:: Problem requirements ::
Copy every line from the line with "of the staircase" up to and including the line with "of the teal", adding 57 to each number in the pixel coordinates given as answers, and leave the rest of the text unchanged. Omit the pictures from your answer.

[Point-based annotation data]
━━━━━━━━
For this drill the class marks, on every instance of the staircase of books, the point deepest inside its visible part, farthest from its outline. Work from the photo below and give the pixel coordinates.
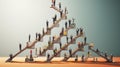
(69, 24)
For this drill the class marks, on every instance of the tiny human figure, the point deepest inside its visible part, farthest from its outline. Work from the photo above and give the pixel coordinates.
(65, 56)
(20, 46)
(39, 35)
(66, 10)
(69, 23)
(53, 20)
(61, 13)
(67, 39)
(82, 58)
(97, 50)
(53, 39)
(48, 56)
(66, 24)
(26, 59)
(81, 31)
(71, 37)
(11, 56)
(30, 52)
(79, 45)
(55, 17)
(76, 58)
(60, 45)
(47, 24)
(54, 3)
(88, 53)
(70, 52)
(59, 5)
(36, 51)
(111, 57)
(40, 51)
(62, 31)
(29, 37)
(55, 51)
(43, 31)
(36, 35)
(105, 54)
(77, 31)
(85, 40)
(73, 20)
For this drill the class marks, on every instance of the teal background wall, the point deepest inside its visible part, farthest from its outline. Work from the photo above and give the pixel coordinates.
━━━━━━━━
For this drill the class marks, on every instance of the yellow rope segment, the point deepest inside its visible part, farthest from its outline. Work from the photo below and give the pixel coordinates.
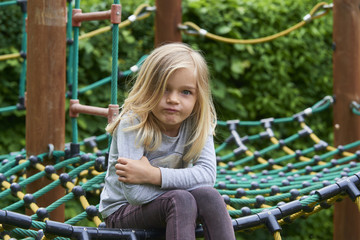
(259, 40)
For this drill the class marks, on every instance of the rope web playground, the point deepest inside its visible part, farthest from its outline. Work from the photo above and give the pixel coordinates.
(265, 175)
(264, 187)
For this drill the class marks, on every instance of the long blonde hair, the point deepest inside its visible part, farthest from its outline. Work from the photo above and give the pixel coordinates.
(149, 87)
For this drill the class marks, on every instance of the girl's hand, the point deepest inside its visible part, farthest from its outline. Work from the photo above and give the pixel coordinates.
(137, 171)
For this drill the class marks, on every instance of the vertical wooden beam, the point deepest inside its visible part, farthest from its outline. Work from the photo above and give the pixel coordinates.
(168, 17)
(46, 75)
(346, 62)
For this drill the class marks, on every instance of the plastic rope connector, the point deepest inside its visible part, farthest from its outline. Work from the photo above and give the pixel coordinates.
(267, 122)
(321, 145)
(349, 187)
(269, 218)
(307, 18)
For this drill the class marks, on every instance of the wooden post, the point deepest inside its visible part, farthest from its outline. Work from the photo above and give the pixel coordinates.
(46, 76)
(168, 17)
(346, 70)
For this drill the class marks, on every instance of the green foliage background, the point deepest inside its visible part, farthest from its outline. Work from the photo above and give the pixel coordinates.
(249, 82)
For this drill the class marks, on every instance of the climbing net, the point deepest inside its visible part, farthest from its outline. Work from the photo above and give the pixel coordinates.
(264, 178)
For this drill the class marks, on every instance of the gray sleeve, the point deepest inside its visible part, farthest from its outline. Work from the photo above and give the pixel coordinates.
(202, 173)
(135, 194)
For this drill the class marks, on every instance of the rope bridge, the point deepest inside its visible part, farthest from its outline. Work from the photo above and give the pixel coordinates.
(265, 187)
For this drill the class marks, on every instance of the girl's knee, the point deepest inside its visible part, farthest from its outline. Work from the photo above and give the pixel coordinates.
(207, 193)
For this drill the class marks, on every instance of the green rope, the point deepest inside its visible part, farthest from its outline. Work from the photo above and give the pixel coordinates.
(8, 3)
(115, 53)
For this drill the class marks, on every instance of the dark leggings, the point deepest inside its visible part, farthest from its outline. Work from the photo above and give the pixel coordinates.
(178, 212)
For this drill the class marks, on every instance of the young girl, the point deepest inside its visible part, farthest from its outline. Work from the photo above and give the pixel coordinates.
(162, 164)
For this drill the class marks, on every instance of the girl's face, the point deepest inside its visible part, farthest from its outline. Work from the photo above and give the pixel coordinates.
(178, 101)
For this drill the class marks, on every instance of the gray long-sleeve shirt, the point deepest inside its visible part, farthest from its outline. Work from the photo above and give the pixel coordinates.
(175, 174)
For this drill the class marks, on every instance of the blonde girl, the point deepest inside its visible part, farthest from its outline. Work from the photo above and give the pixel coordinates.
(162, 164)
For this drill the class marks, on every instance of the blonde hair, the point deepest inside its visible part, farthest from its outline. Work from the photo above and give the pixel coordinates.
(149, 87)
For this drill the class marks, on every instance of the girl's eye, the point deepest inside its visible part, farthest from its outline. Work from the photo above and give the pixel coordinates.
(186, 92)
━━━━━━━━
:: Solution for this task ::
For this drill the class marks, on every instance of the staircase of books, the point deepest inside its visible part, farthest from its outline. Work from the photo below and give the pixel coordinates.
(126, 81)
For this drill the class marks, on every instance of the tiny human figure, the point deepest inside its visible part, farthest from its outline. Work from the photo above and give the pixel coordinates.
(122, 113)
(77, 103)
(96, 92)
(123, 67)
(126, 80)
(110, 77)
(118, 70)
(124, 96)
(139, 115)
(154, 107)
(110, 96)
(105, 113)
(123, 81)
(83, 116)
(138, 88)
(128, 94)
(68, 113)
(87, 109)
(136, 102)
(112, 74)
(133, 115)
(117, 102)
(104, 81)
(111, 60)
(145, 110)
(127, 109)
(116, 62)
(93, 108)
(168, 114)
(97, 108)
(119, 88)
(86, 94)
(112, 108)
(100, 88)
(93, 92)
(162, 111)
(134, 88)
(142, 97)
(130, 77)
For this drill the class marks, on every instance of the teal background wall, the point deepest inside its visible part, farthest from its outline. Work from the photo above and give the pixel coordinates.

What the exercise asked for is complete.